WHAT THE TASK REQUIRES: Write out the listing below in its entirety, minus the pictures, without changing a word.

INPUT DATA:

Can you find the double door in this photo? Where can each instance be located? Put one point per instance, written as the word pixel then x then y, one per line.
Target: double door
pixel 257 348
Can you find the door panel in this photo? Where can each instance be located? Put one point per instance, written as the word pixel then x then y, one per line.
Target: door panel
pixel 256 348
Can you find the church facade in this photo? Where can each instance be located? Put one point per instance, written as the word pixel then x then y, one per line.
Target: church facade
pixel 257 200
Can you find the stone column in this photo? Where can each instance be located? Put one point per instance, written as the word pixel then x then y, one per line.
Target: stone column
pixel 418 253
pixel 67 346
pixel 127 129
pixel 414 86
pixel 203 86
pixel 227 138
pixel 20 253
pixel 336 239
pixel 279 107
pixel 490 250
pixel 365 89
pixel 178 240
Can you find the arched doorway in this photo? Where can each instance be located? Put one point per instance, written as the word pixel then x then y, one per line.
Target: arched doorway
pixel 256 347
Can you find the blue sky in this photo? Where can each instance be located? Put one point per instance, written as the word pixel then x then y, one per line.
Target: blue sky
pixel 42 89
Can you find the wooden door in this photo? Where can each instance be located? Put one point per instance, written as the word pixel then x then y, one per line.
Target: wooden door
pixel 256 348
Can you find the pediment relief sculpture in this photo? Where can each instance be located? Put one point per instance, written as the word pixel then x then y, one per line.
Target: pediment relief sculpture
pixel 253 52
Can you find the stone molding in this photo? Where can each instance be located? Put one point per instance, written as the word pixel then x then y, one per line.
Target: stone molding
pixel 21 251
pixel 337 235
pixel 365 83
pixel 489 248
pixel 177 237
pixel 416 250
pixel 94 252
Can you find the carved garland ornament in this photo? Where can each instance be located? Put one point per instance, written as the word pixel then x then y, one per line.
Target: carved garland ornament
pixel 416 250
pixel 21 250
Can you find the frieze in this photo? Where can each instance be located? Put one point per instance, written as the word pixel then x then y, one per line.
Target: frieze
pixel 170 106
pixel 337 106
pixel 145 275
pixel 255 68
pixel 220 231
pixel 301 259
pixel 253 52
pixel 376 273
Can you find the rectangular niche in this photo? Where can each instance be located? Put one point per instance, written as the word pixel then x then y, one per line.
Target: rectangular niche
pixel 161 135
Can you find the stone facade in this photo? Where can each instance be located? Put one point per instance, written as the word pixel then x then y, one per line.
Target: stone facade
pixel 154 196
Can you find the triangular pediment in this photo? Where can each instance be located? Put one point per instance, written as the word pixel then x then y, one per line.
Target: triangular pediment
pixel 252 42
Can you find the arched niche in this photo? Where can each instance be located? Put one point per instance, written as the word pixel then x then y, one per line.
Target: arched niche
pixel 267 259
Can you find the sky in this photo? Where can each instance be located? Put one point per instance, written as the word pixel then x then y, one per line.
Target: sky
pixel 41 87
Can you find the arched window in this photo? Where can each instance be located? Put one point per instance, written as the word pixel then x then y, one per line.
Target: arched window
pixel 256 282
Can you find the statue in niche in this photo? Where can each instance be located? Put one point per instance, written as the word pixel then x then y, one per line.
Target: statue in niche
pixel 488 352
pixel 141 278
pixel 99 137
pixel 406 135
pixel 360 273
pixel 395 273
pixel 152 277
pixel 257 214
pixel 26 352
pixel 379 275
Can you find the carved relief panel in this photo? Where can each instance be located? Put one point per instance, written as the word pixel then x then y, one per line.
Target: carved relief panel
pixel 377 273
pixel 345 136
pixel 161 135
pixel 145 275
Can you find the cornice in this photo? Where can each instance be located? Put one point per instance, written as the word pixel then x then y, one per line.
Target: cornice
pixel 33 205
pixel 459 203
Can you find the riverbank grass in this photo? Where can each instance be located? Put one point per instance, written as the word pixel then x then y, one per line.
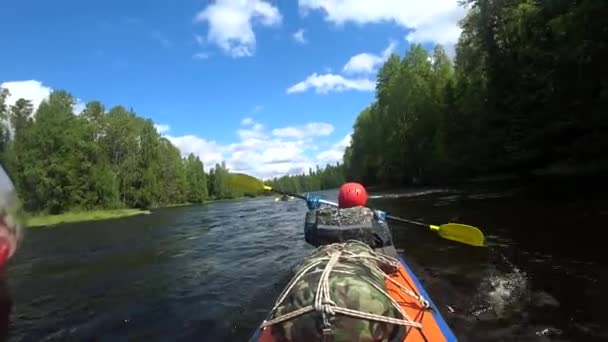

TASK SOLUTION:
Can you find the double door in this photo? Where can each instance be located? Put one point per instance, written as the word pixel then x then y, one per line.
Target: double door
pixel 257 348
Can you find the door panel in this photo? Where can each instance be located? Put one point per instance, written as the word pixel then x then y, one per line.
Target: door panel
pixel 256 348
Can you find the church facade in this photo? Where can each instance be located? Put one point per instance, written as the word pixel then x then y, one per line.
Target: church facade
pixel 257 200
Can you find the stone column in this photo? Where can each instance be located? Put one point per instance, written as the word pixel then x then y, one per line.
Target: stone column
pixel 418 253
pixel 67 346
pixel 127 129
pixel 414 86
pixel 203 86
pixel 227 138
pixel 20 253
pixel 336 239
pixel 279 107
pixel 490 250
pixel 365 89
pixel 178 240
Can you find the arched doorway in this photo? Where can each instance be located? Put one point per instance, written as the word pixel then x then y, one per line.
Target: arched doorway
pixel 256 347
Can you find the blue sky in this photo? Where can each instance be located? Put one point per instance, written as the word pixel then x then y, one per line.
Target: blue sky
pixel 42 89
Can you find the wooden door in this photo? Where can each instance be located? Put one point per instance, written as the word pixel then x then y, one per line.
Target: wooden door
pixel 256 348
Can you find the pediment relief sculpture in this photo? Where can each instance be located? Put one point per instance, written as the word pixel then x then y, one per line.
Target: pediment relief sculpture
pixel 253 52
Can you find the stone molding in this photo? Where can each instance be located? Put one point per instance, written as the word pixel then x then y, one per line.
Target: stone molding
pixel 21 251
pixel 337 235
pixel 365 83
pixel 489 248
pixel 177 237
pixel 416 250
pixel 94 252
Can you find the carved garland ornament in this photo? Where can each instance be located? Put one point per instance, written as the word pixel then x then y, one per line.
Target: carved garland ornament
pixel 416 250
pixel 21 250
Can you find the frieze in this photo? Where can each instance be located? Put one point per instance, written as the word pixel then x then y, one per line.
Target: frieze
pixel 170 106
pixel 337 106
pixel 145 275
pixel 255 68
pixel 220 231
pixel 301 259
pixel 253 52
pixel 376 273
Can you find the rectangular niche in this photo? Where can each instance be located? Put one point per instance, written as the word pixel then x then y, one per line.
Target: rectangular niche
pixel 161 135
Can you find the stone facade in this photo? Where can each instance be located? Put one point per instance, written as the word pixel then x then y, one per line.
Target: stone facade
pixel 154 196
Can you find the triangular pediment in this photo? Where can each instance be located? Put one point per instance, written as the word pixel then x then y, one per line.
Target: triangular pediment
pixel 252 42
Can you find the arched niche in this photo? Where can each instance be located? Put one point per instance, written as the word pixel then x then y, one per line.
Target: arched niche
pixel 267 259
Can you find the sky in this photo? Where can each instance be located? Put one point per instance, written as the word pixel then x then y, one per line.
Target: sky
pixel 41 87
Can you find the arched window in this photo? Where can each instance be located? Put one point per instance, written as the word pixel then x then y, one per line.
Target: arched window
pixel 256 282
Can you find the statue in niche in this photo? Where can each instance be located? Put one point per instance, written as the word pixel then x then y, one per line.
Target: statue in niche
pixel 488 352
pixel 141 278
pixel 99 137
pixel 406 135
pixel 360 273
pixel 395 273
pixel 152 277
pixel 257 214
pixel 26 352
pixel 379 275
Can you find the carved relief panel in this photo? Where can each instance be located? Put one point per instance, written as the word pixel then x then y, one per line.
Target: carved relief panel
pixel 377 273
pixel 345 136
pixel 161 135
pixel 145 275
Can you find the cornice in this photo? Where can each instance be located? Put one point per instance, written as the word pixel then x then y, one per line.
Target: cornice
pixel 33 205
pixel 459 203
Can you find the riverbank grass in this photo? Where can each instance be located? Put one point per instance, written as the word pixel then x then y, one per line.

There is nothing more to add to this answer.